Enfim, vários são os relatos na história sobre proibições e modos como os atores apresentaram as personagens femininas.
Na tradição popular, porque os modos de criação sempre contam com a cumplicidade do público, ao se passar por mulher, o objetivo do travestido é enganar alguém, normalmente um opressor. Em tal tradição, o ator não imita de modo ilusionista a mulher, ele apenas se veste de mulher.
Portanto, o homem não quer ser mulher, ele não pretende vender uma “imagem de”. Não propriamente ligado a essa tradição, mas bastante atento a ela, Madame Satã (João Francisco dos Santos), apresentado como famoso transformista do Rio de Janeiro, sempre deixou absolutamente claro o quanto era necessário ser macho para ser homossexual no Brasil.
De outra forma, talvez, ao fazer um papel, “sexualmente feminino”, Madame Satã evidenciava o homem que era: não enganava ninguém. Tal aproximação faz-se necessária porque muitos são os homens que não perdem sua condição de homens, mesmo que suas escolhas não correspondam aos papéis, impostos também moralmente.
Voltando ao teatro, houve atores que se apresentaram em papéis femininos na história do teatro paulistano, de maneira antológica: dignizando as mulheres e sem afetações idealizadas (e na totalidade absoluta das vezes) sobre o que seria a mulher. Tive a oportunidade de assistir Roberto Cordovani, na década de 1980, apresentando-se como Greta Garbo em Olhares de Perfil e em Amar, Verbo Intransitivo, de modo impecável; Elias Andreato, em 1986, criando uma professora de inglês em Hello, boy!.
Recentemente, na pele da excepcional atriz Miryam Muniz, sem quaisquer afetações, sem figurinos, jogos de luzes, cenários…, Cássio Scapin apresenta-se de modo surpreendente no Eu Não Dava Praquilo.

-----

▶ [Descrição do exercício] Relacione todos os títulos de espetáculos teatrais mencionados no trecho sobre atores em papéis femininos. Os registros não têm relação com esta atividade.

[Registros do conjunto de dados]
-----

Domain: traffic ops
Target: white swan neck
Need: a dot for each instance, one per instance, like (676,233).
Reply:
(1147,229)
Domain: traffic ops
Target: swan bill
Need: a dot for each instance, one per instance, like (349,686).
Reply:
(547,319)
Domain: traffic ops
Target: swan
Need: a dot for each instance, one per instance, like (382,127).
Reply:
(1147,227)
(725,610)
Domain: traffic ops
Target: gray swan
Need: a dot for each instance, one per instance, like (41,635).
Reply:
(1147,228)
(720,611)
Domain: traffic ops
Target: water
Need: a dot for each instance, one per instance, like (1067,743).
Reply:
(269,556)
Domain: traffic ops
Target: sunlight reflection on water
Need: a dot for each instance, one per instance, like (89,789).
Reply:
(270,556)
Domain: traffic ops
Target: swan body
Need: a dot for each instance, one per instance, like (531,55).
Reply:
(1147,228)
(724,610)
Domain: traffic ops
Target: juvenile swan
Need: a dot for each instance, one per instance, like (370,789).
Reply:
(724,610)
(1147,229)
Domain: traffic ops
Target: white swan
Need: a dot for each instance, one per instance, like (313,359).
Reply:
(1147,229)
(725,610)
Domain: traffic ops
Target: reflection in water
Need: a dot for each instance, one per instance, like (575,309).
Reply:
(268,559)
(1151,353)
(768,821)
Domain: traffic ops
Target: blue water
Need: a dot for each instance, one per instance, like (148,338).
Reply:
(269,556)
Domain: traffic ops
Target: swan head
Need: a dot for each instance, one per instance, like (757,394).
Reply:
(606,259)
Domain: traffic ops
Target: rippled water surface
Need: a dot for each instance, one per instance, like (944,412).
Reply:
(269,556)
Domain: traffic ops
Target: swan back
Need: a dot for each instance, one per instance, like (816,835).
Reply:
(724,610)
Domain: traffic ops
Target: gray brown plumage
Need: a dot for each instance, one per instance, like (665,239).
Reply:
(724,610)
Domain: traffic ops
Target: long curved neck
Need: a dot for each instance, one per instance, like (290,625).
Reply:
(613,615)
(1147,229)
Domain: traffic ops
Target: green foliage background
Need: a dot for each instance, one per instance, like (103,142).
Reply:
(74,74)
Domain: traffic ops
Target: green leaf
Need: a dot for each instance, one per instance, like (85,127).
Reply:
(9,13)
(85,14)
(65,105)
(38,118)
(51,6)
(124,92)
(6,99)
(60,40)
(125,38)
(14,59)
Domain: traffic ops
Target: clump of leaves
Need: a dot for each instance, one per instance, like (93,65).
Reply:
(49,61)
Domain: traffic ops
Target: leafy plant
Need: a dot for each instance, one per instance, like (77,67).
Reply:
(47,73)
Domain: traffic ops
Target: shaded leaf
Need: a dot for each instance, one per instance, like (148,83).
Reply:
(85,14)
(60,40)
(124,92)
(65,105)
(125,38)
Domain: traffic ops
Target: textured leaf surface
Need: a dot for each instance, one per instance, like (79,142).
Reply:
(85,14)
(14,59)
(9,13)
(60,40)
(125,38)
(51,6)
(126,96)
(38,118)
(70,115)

-----

▶ [Sua resposta]
Olhares de Perfil
Amar, Verbo Intransitivo
Hello, boy!
Eu Não Dava Praquilo